Ketika Biksu Menantang Senjata....


ANDAI kita ada di Myanmar. Kita akan menyaksikan ribuan biksu berjalan beriringan sambil meneriakkan pekik kebebasan. Kita akan menyaksikan sebuah parade dan ikhtiar kedamaian yang hendak terbang tinggi dan lepas bagai merpati. Di tengah terik matahari yang memanggang, biksu itu laksana lautan air bah berbaris rapi sambil mendengungkan seruan damai. Di hadapan senjata dengan laras panjang dan siap memuntahkan peluru, biksu seakan tak kenal takut dan siap meregang nyawa. Amitabha….

Sepekan ini, aku benar-benar takjub melihat keberanian para biksu itu. Mereka bergerak dengan hanya mengenakan selembar kain berwarna merah dan membelah arus utama kota Yangoon. Kepala mereka botak. Matanya menatap lurus kedepan. Ada keteduhan sekaligus keberanian memancar di situ. Keteduhan sebagaimana yang dipancarkan Siddharta Gautama, puluhan tahun silam, ketika tubuhnya membiaskan cahaya pencerahan. Keberanian sebagaimana telah dipancarkan para biksu yang banyak menjadi martir untuk sebuah jalan terang: jalan pencerahan, jalan nirwana.

Aku pernah sekali menyaksikan iring-iringan para biksu. Mereka kulihat beriringan di dekat Candi Borobudhur sebagai bentuk ritual menjelang hari Waishak. Tubuh mereka dipanggang terik matahari dan hanya berselempangkan kain merah. Mereka memegang rantai tasbih dengan batu yang berukuran lebih besar dari yang dipunyai orang Islam. Mereka berjalan sambil merapal doa tertentu dengan bibir bergetar.

### INSTRUKSI A
Sebutkan semua nama tempat yang muncul dalam kutipan tentang para biksu.
Kutipan dan catatan ini tidak berkaitan satu sama lain.

Item tersimpan
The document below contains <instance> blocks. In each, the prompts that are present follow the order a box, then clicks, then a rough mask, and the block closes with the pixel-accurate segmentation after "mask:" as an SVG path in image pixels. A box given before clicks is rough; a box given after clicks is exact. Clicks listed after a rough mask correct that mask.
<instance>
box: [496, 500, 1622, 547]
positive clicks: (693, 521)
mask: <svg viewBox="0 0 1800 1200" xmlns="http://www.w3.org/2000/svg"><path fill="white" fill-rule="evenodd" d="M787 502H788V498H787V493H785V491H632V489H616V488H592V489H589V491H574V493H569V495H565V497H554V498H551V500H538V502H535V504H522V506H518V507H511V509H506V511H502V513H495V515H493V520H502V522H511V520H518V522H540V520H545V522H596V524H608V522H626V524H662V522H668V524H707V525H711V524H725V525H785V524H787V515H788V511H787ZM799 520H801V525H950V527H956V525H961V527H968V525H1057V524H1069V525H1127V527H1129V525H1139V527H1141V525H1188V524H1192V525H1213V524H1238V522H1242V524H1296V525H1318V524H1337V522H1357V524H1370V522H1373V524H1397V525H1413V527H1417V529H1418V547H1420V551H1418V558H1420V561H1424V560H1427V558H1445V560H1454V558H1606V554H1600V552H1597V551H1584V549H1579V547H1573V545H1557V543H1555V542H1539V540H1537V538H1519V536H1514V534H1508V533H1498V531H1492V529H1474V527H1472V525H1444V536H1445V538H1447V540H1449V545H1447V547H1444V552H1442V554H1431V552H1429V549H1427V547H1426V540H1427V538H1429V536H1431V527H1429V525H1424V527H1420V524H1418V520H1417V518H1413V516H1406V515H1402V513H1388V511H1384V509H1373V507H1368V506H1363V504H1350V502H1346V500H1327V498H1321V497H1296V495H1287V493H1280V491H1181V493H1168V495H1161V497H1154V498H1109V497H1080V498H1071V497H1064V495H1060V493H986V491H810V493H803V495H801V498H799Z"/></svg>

### INSTRUKSI B
Daftarkan setiap baris catatan yang memuat kata "instance". Perhatikan perbedaan huruf besar dan kecil.

### JAWABAN TERTULIS A
Myanmar, Yangoon, Candi Borobudhur

### JAWABAN TERTULIS B
The document below contains <instance> blocks. In each, the prompts that are present follow the order a box, then clicks, then a rough mask, and the block closes with the pixel-accurate segmentation after "mask:" as an SVG path in image pixels. A box given before clicks is rough; a box given after clicks is exact. Clicks listed after a rough mask correct that mask.
<instance>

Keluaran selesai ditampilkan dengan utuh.